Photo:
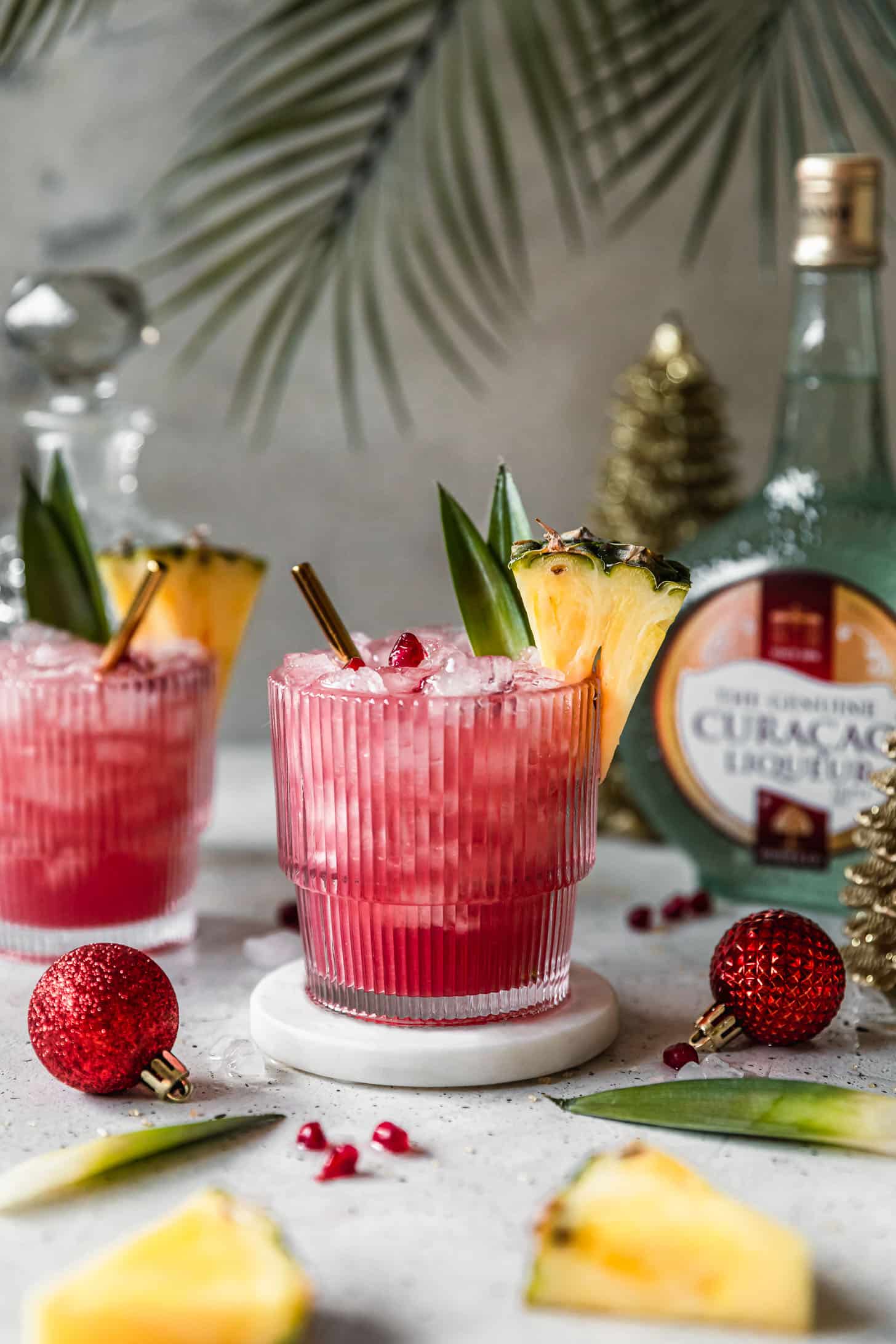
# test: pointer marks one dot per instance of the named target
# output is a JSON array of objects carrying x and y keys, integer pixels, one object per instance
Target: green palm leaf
[
  {"x": 356, "y": 154},
  {"x": 30, "y": 28},
  {"x": 799, "y": 71},
  {"x": 344, "y": 144}
]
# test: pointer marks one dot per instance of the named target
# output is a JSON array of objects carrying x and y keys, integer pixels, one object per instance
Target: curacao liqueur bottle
[{"x": 755, "y": 740}]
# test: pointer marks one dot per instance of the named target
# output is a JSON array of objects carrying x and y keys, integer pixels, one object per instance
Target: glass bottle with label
[{"x": 754, "y": 742}]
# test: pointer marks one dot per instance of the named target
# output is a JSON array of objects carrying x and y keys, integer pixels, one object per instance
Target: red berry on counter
[
  {"x": 407, "y": 652},
  {"x": 342, "y": 1162},
  {"x": 312, "y": 1136},
  {"x": 674, "y": 909},
  {"x": 676, "y": 1057},
  {"x": 288, "y": 916},
  {"x": 391, "y": 1137}
]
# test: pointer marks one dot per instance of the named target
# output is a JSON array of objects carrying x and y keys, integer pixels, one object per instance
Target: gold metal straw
[
  {"x": 119, "y": 644},
  {"x": 326, "y": 613}
]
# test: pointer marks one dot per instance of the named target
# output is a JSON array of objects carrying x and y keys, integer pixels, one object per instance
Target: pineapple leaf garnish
[
  {"x": 62, "y": 500},
  {"x": 759, "y": 1108},
  {"x": 484, "y": 588},
  {"x": 62, "y": 583},
  {"x": 41, "y": 1178},
  {"x": 508, "y": 523}
]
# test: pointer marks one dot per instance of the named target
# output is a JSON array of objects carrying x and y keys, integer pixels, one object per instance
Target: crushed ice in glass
[
  {"x": 34, "y": 652},
  {"x": 450, "y": 668}
]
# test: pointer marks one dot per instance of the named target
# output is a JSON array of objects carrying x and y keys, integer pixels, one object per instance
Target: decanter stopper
[{"x": 77, "y": 326}]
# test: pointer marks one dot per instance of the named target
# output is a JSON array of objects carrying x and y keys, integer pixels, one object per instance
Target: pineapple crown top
[{"x": 581, "y": 541}]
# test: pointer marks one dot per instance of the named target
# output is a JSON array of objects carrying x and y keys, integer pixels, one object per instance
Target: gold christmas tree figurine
[
  {"x": 670, "y": 473},
  {"x": 871, "y": 953}
]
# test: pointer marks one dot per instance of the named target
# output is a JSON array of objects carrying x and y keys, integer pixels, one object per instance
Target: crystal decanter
[{"x": 74, "y": 328}]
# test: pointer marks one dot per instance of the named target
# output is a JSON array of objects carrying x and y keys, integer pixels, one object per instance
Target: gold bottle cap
[{"x": 839, "y": 211}]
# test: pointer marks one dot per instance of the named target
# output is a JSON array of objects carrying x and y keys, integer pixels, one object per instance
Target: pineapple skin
[
  {"x": 209, "y": 596},
  {"x": 177, "y": 1279},
  {"x": 582, "y": 596},
  {"x": 640, "y": 1234}
]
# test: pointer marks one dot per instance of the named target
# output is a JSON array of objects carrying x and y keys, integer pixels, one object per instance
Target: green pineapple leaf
[
  {"x": 62, "y": 502},
  {"x": 759, "y": 1108},
  {"x": 484, "y": 588},
  {"x": 38, "y": 1179},
  {"x": 508, "y": 523},
  {"x": 61, "y": 590}
]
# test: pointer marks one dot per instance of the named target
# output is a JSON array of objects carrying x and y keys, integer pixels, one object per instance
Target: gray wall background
[{"x": 82, "y": 140}]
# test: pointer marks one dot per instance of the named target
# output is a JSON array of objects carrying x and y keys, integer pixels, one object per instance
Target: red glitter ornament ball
[
  {"x": 780, "y": 975},
  {"x": 100, "y": 1015}
]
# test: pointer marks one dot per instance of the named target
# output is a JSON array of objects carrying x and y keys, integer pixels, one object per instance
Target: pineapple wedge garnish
[
  {"x": 583, "y": 596},
  {"x": 209, "y": 596},
  {"x": 640, "y": 1234},
  {"x": 214, "y": 1272}
]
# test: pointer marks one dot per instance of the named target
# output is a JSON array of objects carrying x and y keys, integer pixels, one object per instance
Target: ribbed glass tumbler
[
  {"x": 105, "y": 786},
  {"x": 436, "y": 844}
]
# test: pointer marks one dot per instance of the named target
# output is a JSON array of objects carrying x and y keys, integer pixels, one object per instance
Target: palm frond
[
  {"x": 346, "y": 143},
  {"x": 30, "y": 28},
  {"x": 798, "y": 70}
]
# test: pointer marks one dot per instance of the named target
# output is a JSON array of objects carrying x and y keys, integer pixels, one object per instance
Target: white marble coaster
[{"x": 293, "y": 1031}]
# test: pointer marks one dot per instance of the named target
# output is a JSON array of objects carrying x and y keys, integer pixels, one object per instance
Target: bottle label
[{"x": 772, "y": 705}]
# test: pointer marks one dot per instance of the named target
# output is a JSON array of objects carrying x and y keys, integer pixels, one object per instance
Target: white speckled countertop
[{"x": 434, "y": 1250}]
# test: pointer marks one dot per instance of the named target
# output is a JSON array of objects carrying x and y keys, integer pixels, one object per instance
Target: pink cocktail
[
  {"x": 105, "y": 786},
  {"x": 436, "y": 822}
]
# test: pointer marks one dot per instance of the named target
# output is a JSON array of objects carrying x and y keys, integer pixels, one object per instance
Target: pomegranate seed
[
  {"x": 674, "y": 909},
  {"x": 676, "y": 1057},
  {"x": 391, "y": 1137},
  {"x": 312, "y": 1136},
  {"x": 288, "y": 916},
  {"x": 640, "y": 918},
  {"x": 342, "y": 1162},
  {"x": 407, "y": 652}
]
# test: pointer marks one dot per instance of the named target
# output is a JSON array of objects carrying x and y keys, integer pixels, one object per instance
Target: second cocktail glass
[{"x": 436, "y": 841}]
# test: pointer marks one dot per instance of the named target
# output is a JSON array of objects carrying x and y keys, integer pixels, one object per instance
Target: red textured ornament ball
[
  {"x": 100, "y": 1015},
  {"x": 780, "y": 975}
]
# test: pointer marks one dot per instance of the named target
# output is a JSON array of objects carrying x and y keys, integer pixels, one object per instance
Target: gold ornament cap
[{"x": 839, "y": 211}]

◆ ◆ ◆

:: What the task asks ::
Extract every line of the records above that contains the string "ball", treating uppercase and lowercase as distinct.

:: Task response ::
Target: red glitter ornament ball
Target: red textured ornament ball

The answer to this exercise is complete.